_Task list:_
• A. List every university named in the profile of Ashraf Ghani.
• B. From the profile of Ashraf Ghani, return the passage starting at "He returned to" and ending at "list in 2010.", copied word for word.
• C. Resume the profile of Ashraf Ghani from its last sentence and keep writing.

━━━ Excerpted passage ━━━

Ashraf Ghani: The US-backed Afghan ‘technocrat’ who seemed doomed to fail

September 07, 06:59 AM September 07, 06:59 AM

Ashraf Ghani’s time as leader of Afghanistan seemed doomed to fail from the start, beginning with a hotly disputed election and ending with a helicopter ride out of his Kabul palace as the Taliban took the capital.

The tenure of the professor and “technocrat,” whose family has Washington, D.C., insider and Democratic connections, was plagued by an Afghan rival who refused to admit defeat in back-to-back elections, a United States looking for the exit, a relentless effort by the Taliban to return to power, and a personal background seemingly ill-suited for the job.

Ghani was born in what was Afghanistan in 1949 and went to Lake Oswego High School in Oregon as an exchange student before attending the American University in Beirut and Columbia University. The Soviet Union invaded Afghanistan in 1979, and Ghani ended up working as a professor at the University of California Berkeley and Johns Hopkins University in the 1980s before joining the World Bank in 1991.

TALIBAN’S ‘COMMANDER OF THE FAITHFUL’ POISED FOR BIG ROLE IN AFGHANISTAN

He returned to Afghanistan in December 2001 after the 9/11 attacks and U.S. invasion and worked as an adviser to Afghan President Hamid Karzai before becoming finance minister. He failed at succeeding Kofi Annan as the U.N. Secretary-General in 2006.

Ghani gave a Ted Talk titled “How to Rebuild a Broken State” in 2005, founded the Institute for State Effectiveness, wrote a 2008 book on Fixing Failed States, and was named to Foreign Policys Top 100 Global Thinkers list in 2010.

In 2009, he renounced his U.S. citizenship to run for president of Afghanistan but could only muster a fourth-place finish despite being advised by longtime Democratic strategist James Carville.

He decided to run again in 2014, with a New York Times headline declaring: “Technocrat to Afghan Populist, Ashraf Ghani Is Transformed.”

His rival Abdullah Abdullah had nearly 1 million more votes in the first round but didn’t get to 50%, but Ghani prevailed in a runoff despite allegations of fraud and intervention from then-Secretary of State John Kerry. Ghani formed a troubled unity government with Abdullah as “CEO.” After Ghani’s reelection, Abdullah again refused to accept the results, setting up a parallel government and holding his own inauguration ceremony in early 2020 instead.

Meanwhile, Afghanistan was facing the prospect of a resurgent Taliban.

A February 2020 peace deal signed by the Trump administration and the Taliban pushed the Afghan government to release up to 5,000 Taliban prisoners, some of whom played key roles in the Taliban’s swift takeover of the country in 2021.

Ghani argued that “freeing Taliban prisoners is not [under] the authority of America,” but he worried “the agreement will be either a Trojan horse or the beginning of a much worse phase of conflict.”

━━━ Material provided ━━━

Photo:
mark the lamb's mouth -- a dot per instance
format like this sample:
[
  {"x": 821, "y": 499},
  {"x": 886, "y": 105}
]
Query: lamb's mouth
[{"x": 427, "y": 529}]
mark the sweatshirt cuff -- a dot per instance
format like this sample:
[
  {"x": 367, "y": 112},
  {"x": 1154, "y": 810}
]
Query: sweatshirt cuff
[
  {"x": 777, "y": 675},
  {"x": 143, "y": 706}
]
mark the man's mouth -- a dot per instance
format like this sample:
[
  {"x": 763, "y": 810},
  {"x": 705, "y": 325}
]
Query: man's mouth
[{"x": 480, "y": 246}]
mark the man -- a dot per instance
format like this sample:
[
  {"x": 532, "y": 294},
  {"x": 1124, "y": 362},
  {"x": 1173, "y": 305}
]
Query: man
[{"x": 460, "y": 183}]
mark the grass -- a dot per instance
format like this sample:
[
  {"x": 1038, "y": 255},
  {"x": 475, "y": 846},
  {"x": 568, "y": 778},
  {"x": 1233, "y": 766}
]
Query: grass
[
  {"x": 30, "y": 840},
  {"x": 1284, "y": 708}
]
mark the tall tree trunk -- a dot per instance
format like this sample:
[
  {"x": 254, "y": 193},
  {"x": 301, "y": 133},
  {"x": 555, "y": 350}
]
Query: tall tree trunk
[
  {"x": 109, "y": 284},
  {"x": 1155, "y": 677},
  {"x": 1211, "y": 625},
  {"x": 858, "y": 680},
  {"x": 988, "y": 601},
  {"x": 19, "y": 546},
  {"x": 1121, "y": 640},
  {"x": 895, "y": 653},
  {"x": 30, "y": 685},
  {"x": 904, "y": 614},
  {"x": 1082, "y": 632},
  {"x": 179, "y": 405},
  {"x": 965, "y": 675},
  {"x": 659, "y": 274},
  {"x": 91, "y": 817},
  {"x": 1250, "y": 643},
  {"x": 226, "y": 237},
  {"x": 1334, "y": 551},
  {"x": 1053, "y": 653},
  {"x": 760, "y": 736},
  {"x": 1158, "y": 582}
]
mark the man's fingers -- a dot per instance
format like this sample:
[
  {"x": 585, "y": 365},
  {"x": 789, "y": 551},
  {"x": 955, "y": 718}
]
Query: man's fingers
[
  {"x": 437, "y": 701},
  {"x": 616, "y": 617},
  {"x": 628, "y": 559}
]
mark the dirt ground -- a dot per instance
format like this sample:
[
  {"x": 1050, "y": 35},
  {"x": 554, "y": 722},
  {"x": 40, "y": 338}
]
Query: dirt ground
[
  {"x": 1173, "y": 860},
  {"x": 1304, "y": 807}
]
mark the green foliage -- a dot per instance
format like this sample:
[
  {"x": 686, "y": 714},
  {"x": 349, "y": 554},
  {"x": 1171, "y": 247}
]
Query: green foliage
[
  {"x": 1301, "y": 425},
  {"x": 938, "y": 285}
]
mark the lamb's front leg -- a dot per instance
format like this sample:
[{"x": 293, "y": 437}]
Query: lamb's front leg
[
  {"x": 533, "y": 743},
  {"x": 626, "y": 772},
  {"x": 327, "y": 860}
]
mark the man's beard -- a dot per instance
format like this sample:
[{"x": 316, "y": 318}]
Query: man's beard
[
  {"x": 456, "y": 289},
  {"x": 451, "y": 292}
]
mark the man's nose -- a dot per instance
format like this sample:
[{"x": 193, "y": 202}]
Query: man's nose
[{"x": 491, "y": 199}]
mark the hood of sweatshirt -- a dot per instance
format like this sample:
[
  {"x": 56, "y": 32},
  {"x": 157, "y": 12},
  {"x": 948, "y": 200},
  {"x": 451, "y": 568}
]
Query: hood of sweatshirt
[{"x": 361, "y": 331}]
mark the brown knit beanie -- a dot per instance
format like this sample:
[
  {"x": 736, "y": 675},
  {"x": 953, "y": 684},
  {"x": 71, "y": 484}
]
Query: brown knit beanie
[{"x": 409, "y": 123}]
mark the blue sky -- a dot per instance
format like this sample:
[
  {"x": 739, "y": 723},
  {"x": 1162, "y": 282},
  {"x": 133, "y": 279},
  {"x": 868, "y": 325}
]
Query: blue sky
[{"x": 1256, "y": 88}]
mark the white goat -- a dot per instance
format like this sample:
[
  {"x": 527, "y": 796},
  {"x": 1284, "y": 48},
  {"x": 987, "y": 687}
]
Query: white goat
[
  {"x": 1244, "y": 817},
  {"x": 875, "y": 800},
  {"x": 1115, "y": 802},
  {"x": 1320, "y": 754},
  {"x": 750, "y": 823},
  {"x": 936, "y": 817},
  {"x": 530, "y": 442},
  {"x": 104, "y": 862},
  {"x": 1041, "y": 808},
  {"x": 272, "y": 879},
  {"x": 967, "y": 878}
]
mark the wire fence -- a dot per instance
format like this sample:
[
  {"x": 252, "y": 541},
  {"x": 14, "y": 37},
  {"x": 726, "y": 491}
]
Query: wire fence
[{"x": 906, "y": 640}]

━━━

_Task responses:_
• A. American University in Beirut, Columbia University, University of California Berkeley, Johns Hopkins University

• B.
He returned to Afghanistan in December 2001 after the 9/11 attacks and U.S. invasion and worked as an adviser to Afghan President Hamid Karzai before becoming finance minister. He failed at succeeding Kofi Annan as the U.N. Secretary-General in 2006.

Ghani gave a Ted Talk titled “How to Rebuild a Broken State” in 2005, founded the Institute for State Effectiveness, wrote a 2008 book on Fixing Failed States, and was named to Foreign Policys Top 100 Global Thinkers list in 2010.

• C.
The power struggle between Ghani and Abdullah frustrated the U.S., especially as the Trump administration tried to push the Afghan government into talks with the Taliban. Ghani was asked in June 2020 if he would be willing to step aside to allow for an interim government, and he replied, “I serve at the will of the Afghan people, not at the will of the Taliban.”

The Taliban tried to push Ghani out of office in January, but Ghani said, “This [presidency] is not mine. This seat belongs to the nation of Afghanistan. … My basic goal is to be able to hand power, through the will of the people, to my elected successor.”

During a White House meeting in June, Biden said, “There’s going to be a — and the senseless violence that has to stop, but it’s going to be very difficult. But we’re going to stick with you. And we’re going to do our best to see to it you have the tools you need.”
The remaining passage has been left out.